Records from a data collection

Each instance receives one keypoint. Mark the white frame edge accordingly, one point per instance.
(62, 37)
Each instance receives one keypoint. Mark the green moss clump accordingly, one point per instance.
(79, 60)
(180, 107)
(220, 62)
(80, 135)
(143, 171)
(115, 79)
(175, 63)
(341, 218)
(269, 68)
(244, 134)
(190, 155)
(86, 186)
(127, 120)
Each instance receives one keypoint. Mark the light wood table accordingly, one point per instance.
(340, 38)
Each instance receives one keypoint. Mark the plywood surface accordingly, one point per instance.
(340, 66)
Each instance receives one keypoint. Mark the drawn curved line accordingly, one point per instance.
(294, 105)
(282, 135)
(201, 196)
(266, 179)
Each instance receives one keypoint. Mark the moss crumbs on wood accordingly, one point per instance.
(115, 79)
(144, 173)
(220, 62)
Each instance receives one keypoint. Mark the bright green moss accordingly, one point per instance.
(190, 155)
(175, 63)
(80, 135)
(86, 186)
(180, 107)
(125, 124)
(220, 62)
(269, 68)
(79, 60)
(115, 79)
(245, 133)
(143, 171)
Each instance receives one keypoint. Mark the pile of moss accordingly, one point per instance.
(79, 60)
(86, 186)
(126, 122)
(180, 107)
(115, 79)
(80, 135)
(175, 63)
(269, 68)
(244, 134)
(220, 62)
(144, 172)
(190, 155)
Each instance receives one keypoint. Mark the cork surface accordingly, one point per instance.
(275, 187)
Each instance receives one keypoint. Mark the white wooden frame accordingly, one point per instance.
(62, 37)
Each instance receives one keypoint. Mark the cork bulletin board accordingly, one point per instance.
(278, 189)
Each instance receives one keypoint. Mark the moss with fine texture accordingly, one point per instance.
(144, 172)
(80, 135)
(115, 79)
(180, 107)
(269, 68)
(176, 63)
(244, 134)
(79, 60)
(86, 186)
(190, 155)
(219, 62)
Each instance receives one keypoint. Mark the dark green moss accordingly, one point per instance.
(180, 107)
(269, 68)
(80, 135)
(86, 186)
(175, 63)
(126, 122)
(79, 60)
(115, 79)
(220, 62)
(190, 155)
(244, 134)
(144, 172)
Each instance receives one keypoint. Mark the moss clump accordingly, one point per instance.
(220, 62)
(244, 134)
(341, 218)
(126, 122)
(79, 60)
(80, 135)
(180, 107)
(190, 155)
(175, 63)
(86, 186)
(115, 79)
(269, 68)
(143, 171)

§ Task: Every entry that appears above should be duplicated exactly.

§ Result below:
Each instance receives one keypoint. Mark the white frame edge accordingly, one point per instance.
(62, 37)
Each instance receives one keypoint. Mark the green moss clump accordingly, one point per instance.
(79, 60)
(180, 107)
(220, 62)
(80, 135)
(143, 171)
(115, 79)
(175, 63)
(341, 218)
(269, 68)
(244, 134)
(190, 155)
(86, 186)
(127, 120)
Each instance receives one keypoint. Mark the light wood table accordingly, one point per instance.
(340, 38)
Each instance receives one keypoint. Mark the plywood surface accordingly, one point per instance.
(340, 66)
Each instance receives one keypoint. Mark the drawn curved line accordingly, one point per instance.
(294, 105)
(282, 135)
(201, 196)
(266, 179)
Each instance receives one keypoint. Mark the moss crumbs on wood accordingly, one point per instance.
(115, 79)
(144, 173)
(220, 62)
Each instance receives one keypoint. Mark the bright green moss accordingly, one point per instance.
(190, 155)
(175, 63)
(80, 135)
(86, 186)
(180, 107)
(125, 124)
(220, 62)
(269, 68)
(79, 60)
(115, 79)
(245, 133)
(143, 171)
Each instance receives one keypoint. Mark the pile of moss accordingly, one point per instance.
(79, 60)
(86, 186)
(126, 122)
(180, 107)
(115, 79)
(80, 135)
(175, 63)
(269, 68)
(244, 134)
(220, 62)
(144, 172)
(190, 155)
Each instance receives one keypoint. Mark the cork surface accordingly, one point per instance.
(275, 187)
Each instance receives one keypoint. Mark the white wooden frame accordingly, one point per instance.
(62, 37)
Each instance receives one keypoint. Mark the cork bulletin board accordingly, one point per instance.
(278, 189)
Each instance receives one keypoint. Mark the moss with fine texture accordingly, one point per instance.
(144, 172)
(80, 135)
(115, 79)
(180, 107)
(269, 68)
(176, 63)
(244, 134)
(79, 60)
(86, 186)
(190, 155)
(219, 62)
Each instance receives one keypoint. Mark the dark green moss accordingly, one point per instance.
(180, 107)
(269, 68)
(80, 135)
(86, 186)
(175, 63)
(126, 122)
(79, 60)
(115, 79)
(220, 62)
(190, 155)
(244, 134)
(144, 172)
Each instance receives one keypoint. Mark the moss clump accordingly, one point per instance.
(220, 62)
(244, 134)
(341, 218)
(126, 122)
(79, 60)
(80, 135)
(180, 107)
(190, 155)
(175, 63)
(86, 186)
(115, 79)
(269, 68)
(143, 171)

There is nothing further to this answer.